**Excerpted text:**
┄┄┄┄┄┄┄┄┄┄┄┄┄┄┄┄┄┄┄┄
Execution info provided to Martin separately.
I'm currently investigating the snapshot breakage, thanks Elad!
On Wed, May 30, 2018 at 5:44 PM, Elad Ben Aharon <ebenahar@redhat.com> wrote:
Triggered a sanity automation execution using [1], which covers all the requested areas, on iSCSI, NFS and Gluster. I'll update with the results.
[1] *https://gerrit.ovirt.org/#/c/90906/ <https://gerrit.ovirt.org/#/c/90906/>* vdsm-4.20.28-6.gitc23aef6.el7.x86_64
On Tue, May 29, 2018 at 4:26 PM, Martin Polednik <mpolednik@redhat.com> wrote:
On 29/05/18 15:30 +0300, Elad Ben Aharon wrote:
Hi Martin,
Can you please create a cerry pick patch that is based on 4.2?
See https://gerrit.ovirt.org/#/c/90906/. The CI failure isn unrelated (storage needs real env).
mpolednik
Thanks
On Tue, May 29, 2018 at 1:34 PM, Dan Kenigsberg <danken@redhat.com> wrote:
On Tue, May 29, 2018 at 1:21 PM, Elad Ben Aharon <ebenahar@redhat.com>
wrote:
Hi Dan,
In the last execution, the success rate was very low due to a large number of failures on start VM caused, according to Michal, by the vdsm-hook-allocate_net that was installed on the host.
┄┄┄┄┄┄┄┄┄┄┄┄┄┄┄┄┄┄┄┄
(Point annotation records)

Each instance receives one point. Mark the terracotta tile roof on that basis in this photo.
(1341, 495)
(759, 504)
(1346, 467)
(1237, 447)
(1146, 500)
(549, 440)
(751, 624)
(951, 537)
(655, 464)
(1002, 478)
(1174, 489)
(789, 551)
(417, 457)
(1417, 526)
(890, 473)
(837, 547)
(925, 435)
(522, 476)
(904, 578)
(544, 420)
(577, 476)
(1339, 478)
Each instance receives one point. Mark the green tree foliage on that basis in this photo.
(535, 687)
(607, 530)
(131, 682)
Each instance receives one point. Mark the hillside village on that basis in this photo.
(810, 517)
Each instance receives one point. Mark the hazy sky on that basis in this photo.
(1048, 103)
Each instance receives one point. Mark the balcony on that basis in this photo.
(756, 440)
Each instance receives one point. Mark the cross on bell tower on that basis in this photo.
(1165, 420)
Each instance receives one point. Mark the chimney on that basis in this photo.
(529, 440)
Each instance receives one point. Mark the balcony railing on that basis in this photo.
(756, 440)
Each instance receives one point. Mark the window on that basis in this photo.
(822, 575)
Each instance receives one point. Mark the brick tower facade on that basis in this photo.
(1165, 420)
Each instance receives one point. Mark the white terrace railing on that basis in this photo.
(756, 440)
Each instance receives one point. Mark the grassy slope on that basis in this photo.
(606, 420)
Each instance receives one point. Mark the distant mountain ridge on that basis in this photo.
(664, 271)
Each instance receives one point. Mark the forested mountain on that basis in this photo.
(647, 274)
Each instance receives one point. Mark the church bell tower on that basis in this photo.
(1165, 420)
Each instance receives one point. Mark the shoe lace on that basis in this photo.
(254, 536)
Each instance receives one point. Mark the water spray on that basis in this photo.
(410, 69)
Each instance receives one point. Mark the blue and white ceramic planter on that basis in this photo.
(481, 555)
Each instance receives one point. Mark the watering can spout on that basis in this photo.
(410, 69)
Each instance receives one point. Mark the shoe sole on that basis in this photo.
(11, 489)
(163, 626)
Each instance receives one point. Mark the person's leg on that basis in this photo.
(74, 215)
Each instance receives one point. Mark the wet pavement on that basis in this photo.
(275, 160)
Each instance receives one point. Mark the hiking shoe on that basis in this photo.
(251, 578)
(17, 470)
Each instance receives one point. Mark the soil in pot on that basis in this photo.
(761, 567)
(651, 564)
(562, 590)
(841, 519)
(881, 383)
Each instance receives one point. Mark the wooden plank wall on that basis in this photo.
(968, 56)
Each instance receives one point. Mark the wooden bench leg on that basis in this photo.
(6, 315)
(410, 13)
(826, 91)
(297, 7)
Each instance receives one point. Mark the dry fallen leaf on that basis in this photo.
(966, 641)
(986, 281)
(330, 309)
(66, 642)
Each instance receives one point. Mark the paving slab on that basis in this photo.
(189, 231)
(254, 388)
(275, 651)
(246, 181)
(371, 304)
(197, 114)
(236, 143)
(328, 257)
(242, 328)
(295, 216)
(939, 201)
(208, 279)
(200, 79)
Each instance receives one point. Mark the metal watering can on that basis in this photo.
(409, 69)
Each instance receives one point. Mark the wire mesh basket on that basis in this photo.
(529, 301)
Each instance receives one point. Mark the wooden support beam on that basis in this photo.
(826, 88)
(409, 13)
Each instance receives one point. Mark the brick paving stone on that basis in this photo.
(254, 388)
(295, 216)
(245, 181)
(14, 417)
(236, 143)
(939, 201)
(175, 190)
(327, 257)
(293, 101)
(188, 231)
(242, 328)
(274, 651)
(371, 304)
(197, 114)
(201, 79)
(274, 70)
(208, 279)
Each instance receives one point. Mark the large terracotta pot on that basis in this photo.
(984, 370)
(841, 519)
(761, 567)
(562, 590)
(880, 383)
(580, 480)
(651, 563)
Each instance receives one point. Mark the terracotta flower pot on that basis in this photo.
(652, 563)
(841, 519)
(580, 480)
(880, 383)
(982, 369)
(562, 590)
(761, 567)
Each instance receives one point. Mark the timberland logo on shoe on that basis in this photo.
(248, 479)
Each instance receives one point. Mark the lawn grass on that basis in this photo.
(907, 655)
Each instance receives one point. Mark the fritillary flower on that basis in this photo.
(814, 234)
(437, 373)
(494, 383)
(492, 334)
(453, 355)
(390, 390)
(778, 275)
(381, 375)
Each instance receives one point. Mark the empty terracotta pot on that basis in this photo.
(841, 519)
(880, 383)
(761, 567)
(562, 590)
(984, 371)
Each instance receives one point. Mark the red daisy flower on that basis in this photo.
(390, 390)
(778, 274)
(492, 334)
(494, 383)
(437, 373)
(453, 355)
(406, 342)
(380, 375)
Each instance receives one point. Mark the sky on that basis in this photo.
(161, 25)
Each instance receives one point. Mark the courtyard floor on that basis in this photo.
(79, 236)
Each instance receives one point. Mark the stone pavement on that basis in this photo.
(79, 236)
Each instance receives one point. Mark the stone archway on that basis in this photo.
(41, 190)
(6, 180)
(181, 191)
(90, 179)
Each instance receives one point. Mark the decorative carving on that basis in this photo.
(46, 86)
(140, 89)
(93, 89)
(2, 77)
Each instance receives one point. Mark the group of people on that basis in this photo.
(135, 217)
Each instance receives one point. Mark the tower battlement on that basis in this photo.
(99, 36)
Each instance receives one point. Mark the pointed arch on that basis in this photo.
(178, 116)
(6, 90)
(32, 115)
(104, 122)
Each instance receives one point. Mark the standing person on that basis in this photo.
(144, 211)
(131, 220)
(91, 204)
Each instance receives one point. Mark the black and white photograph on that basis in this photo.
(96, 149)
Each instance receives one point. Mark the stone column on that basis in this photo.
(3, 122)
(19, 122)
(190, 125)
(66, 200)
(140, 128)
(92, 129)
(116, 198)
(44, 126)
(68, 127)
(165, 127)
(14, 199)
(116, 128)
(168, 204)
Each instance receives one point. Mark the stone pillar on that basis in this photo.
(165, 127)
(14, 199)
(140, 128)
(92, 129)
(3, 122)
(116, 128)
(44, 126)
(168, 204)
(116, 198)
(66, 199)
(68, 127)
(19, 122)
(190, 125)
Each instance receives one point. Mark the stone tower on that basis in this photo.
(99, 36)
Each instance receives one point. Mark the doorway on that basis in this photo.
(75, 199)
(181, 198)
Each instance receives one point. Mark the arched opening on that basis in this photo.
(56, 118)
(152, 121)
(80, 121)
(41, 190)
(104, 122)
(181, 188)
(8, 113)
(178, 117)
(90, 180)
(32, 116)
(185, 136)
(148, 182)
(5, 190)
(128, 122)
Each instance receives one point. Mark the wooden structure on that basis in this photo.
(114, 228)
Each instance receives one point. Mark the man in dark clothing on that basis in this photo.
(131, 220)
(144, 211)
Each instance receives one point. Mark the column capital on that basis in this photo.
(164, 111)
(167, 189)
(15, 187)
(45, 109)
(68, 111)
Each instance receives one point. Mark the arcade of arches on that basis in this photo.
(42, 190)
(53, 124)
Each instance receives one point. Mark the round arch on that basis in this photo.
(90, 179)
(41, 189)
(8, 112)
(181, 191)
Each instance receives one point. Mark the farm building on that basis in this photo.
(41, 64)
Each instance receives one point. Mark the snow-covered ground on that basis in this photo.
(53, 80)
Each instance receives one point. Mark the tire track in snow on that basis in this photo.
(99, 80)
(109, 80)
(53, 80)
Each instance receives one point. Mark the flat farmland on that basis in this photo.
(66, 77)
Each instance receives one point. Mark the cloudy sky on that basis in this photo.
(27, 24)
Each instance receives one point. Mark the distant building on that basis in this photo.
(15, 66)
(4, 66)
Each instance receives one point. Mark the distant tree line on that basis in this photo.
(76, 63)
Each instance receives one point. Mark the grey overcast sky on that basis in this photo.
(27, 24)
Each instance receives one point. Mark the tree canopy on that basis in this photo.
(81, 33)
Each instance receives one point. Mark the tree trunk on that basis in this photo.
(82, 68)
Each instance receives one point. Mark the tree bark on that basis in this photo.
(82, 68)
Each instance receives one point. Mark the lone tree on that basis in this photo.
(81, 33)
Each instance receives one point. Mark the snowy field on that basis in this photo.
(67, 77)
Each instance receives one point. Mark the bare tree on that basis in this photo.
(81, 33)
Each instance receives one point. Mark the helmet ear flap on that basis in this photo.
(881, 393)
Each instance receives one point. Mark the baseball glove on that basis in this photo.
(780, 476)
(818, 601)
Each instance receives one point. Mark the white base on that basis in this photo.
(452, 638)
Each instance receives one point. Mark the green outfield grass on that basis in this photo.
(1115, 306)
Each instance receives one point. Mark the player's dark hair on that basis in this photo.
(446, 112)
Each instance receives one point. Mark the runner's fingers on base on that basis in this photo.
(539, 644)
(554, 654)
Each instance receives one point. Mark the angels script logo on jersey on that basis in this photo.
┄┄┄┄┄┄┄┄┄┄┄┄┄┄┄┄┄┄┄┄
**Exercise requirements:**
• a. Quote the email thread starting with "On Wed, May" and going on through "with the results.".
• b. Gather every line of the entries that contains the string "flower", treating uppercase and lowercase letters as different.
The email thread and the entries have no connection to each other.

**Results:**
• a.
On Wed, May 30, 2018 at 5:44 PM, Elad Ben Aharon <ebenahar@redhat.com> wrote:
Triggered a sanity automation execution using [1], which covers all the requested areas, on iSCSI, NFS and Gluster. I'll update with the results.

• b.
Each instance receives one point. Mark the terracotta flower pot on that basis in this photo.
Each instance receives one point. Mark the fritillary flower on that basis in this photo.
Each instance receives one point. Mark the red daisy flower on that basis in this photo.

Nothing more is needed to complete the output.